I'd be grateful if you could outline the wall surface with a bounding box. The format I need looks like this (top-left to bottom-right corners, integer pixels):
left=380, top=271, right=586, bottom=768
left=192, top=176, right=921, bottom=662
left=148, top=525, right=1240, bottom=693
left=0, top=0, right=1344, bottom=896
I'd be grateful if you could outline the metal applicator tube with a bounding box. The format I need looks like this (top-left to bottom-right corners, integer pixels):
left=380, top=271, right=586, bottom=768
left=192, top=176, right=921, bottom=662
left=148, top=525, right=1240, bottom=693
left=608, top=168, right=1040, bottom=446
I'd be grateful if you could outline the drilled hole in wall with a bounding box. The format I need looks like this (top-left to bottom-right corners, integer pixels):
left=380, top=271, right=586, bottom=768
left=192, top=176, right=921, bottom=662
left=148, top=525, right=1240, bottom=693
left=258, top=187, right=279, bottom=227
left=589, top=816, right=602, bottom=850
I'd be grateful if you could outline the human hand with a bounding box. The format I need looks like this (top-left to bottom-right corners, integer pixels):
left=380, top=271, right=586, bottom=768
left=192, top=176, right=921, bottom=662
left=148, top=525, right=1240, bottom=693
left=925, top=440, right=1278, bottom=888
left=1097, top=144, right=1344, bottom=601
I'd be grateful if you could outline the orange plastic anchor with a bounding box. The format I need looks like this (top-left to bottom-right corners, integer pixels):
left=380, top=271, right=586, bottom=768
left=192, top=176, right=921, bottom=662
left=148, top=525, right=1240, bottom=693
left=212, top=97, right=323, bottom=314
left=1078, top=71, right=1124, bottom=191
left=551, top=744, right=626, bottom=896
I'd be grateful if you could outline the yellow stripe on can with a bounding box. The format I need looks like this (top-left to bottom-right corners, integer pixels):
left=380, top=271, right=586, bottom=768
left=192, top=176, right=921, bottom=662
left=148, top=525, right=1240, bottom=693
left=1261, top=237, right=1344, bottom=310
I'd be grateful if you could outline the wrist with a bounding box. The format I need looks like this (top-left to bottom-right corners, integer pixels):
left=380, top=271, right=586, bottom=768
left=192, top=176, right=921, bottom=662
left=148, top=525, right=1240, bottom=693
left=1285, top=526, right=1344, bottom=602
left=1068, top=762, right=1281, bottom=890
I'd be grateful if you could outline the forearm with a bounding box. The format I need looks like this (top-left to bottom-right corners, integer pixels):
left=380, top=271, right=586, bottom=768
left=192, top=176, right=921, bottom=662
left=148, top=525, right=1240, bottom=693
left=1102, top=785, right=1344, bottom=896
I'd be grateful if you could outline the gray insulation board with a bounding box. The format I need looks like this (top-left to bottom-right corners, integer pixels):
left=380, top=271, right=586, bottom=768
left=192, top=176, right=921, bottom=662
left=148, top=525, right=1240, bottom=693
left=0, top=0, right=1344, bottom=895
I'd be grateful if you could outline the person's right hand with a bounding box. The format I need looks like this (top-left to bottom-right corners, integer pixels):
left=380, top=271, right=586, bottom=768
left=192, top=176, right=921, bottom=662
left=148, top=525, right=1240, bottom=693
:::
▶ [Problem to work on] Output every line of the items above as a numbered list, one line per entry, with blank lines omitted.

▶ [Answer below]
1. I'd be grateful if you could outline the wall surface with a bounding box. The format I need looks like this (top-left to bottom-right corners, integer pixels):
2. left=380, top=271, right=586, bottom=768
3. left=192, top=176, right=921, bottom=662
4. left=148, top=525, right=1240, bottom=693
5. left=0, top=0, right=1344, bottom=896
6. I'd be grateful if you could outline the metal applicator tube with a bounding box. The format I need looks like this (top-left to bottom-right corners, integer pixels):
7. left=380, top=271, right=586, bottom=768
8. left=192, top=176, right=921, bottom=662
9. left=148, top=525, right=1240, bottom=693
10. left=608, top=168, right=1040, bottom=446
11. I'd be grateful if you could outline the drilled hole in wall with a bounding box. The format I need looks like this (top-left to bottom-right corners, integer pixels):
12. left=380, top=271, right=586, bottom=768
13. left=192, top=176, right=921, bottom=662
14. left=148, top=525, right=1240, bottom=693
15. left=258, top=187, right=279, bottom=227
16. left=589, top=816, right=602, bottom=850
17. I'd be grateful if you could outline the human hand with a bounding box. The format I need looks like this (top-left to bottom-right corners, integer pixels):
18. left=380, top=271, right=586, bottom=768
19. left=192, top=176, right=921, bottom=662
20. left=148, top=525, right=1240, bottom=693
21. left=925, top=440, right=1278, bottom=888
22. left=1097, top=144, right=1344, bottom=601
23. I'd be grateful if you could outline the orange plastic anchor with a bounding box. The format I need looks like this (top-left to bottom-right corners, integer pixels):
24. left=380, top=271, right=586, bottom=768
25. left=192, top=176, right=921, bottom=662
26. left=148, top=525, right=1240, bottom=693
27. left=212, top=97, right=323, bottom=314
28. left=1078, top=71, right=1124, bottom=191
29. left=551, top=744, right=626, bottom=896
30. I'd be grateful if you could outline the yellow stripe on can with a bounding box. The format I need looks like this (top-left to bottom-right corners, integer pixels):
31. left=380, top=271, right=586, bottom=768
32. left=192, top=176, right=921, bottom=662
33. left=148, top=525, right=1240, bottom=693
34. left=1261, top=237, right=1344, bottom=310
35. I'd be grateful if you could outline the wrist with a bounding box. The format I need looks like this (top-left to bottom-right corners, integer pixels):
36. left=380, top=271, right=586, bottom=768
37. left=192, top=176, right=921, bottom=662
38. left=148, top=525, right=1240, bottom=693
39. left=1285, top=526, right=1344, bottom=602
40. left=1068, top=762, right=1281, bottom=890
41. I'd be grateful if you could outline the forearm with a bounding box. The format I need looks like this (top-left to bottom-right corners, integer pixels):
42. left=380, top=271, right=586, bottom=768
43. left=192, top=176, right=921, bottom=662
44. left=148, top=525, right=1240, bottom=693
45. left=1102, top=785, right=1344, bottom=896
46. I'd be grateful if you could outline the gray insulation board with a bounding box. The format I need looks like this (top-left to bottom-right corners, integer pixels):
47. left=380, top=271, right=586, bottom=768
48. left=192, top=176, right=921, bottom=662
49. left=148, top=525, right=1240, bottom=693
50. left=0, top=0, right=1344, bottom=895
51. I'd be grateful if you could outline the person's right hand with a bounding box. The format I need looks like this (top-left to bottom-right corners, integer pixels):
52. left=380, top=271, right=586, bottom=768
53. left=192, top=176, right=921, bottom=662
54. left=148, top=525, right=1240, bottom=693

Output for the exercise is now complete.